=== Data for processing ===

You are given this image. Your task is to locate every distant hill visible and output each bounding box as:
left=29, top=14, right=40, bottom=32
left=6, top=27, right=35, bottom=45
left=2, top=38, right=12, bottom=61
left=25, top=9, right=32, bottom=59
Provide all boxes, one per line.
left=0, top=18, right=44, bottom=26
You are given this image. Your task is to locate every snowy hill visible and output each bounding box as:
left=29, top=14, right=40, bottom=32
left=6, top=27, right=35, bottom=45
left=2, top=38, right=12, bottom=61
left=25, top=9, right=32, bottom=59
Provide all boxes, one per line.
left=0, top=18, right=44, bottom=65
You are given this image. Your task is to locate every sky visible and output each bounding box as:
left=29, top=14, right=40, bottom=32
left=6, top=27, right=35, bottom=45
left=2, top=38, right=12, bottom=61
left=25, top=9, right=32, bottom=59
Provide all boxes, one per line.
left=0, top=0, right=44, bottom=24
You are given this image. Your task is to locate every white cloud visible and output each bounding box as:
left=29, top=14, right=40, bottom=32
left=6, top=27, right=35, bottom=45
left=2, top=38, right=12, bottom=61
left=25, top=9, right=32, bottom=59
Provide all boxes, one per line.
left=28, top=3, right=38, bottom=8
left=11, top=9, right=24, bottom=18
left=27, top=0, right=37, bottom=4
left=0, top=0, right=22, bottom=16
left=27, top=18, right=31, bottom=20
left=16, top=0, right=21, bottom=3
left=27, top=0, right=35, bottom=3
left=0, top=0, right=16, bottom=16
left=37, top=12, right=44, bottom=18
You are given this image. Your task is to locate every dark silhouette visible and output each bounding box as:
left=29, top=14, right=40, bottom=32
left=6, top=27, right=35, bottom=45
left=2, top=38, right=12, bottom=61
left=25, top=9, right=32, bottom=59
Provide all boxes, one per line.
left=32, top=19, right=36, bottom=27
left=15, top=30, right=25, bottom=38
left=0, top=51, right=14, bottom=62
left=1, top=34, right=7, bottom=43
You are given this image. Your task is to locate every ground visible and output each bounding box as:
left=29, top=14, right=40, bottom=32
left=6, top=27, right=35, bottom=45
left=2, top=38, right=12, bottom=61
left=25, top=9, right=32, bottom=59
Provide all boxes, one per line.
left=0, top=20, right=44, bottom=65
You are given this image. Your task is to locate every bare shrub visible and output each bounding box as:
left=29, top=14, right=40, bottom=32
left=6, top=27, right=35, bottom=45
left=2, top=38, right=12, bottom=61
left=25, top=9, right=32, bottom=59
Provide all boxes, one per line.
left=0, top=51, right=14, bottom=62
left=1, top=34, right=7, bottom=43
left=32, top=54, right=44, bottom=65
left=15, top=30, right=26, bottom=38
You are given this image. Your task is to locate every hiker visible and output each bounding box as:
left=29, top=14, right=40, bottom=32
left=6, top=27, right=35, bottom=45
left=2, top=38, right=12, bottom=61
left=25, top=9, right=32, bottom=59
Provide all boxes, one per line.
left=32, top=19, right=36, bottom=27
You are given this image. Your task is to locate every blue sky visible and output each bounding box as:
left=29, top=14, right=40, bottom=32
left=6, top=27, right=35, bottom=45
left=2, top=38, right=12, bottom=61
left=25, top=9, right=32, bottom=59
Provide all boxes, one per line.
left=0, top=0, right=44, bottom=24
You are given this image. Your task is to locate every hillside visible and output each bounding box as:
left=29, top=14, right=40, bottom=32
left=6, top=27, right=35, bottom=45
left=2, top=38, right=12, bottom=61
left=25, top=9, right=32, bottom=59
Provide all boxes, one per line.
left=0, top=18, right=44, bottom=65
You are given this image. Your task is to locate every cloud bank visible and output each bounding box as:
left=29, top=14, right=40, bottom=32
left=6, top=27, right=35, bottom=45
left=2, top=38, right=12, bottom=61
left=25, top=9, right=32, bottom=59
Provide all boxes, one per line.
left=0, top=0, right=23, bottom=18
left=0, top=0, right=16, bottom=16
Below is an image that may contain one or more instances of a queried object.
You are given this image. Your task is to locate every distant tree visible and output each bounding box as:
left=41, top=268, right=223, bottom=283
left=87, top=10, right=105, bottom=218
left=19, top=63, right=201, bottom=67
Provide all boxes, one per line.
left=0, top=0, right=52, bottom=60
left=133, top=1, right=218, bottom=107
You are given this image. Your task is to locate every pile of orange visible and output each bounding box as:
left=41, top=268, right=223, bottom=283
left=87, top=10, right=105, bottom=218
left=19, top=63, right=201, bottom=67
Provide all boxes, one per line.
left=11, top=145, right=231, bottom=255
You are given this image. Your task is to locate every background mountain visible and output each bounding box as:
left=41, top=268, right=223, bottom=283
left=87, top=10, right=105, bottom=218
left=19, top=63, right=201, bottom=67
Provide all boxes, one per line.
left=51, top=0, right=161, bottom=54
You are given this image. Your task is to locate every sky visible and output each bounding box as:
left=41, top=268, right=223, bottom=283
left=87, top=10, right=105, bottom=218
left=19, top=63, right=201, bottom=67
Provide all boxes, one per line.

===

**What to do:** Your job is to copy out every line from the records above that has the word "cloud".

**Exercise output:**
You are given this image. Your task is to locate every white cloud visible and output each bounding box as:
You are given this image. Your task is to locate every cloud bank visible and output each bounding box as:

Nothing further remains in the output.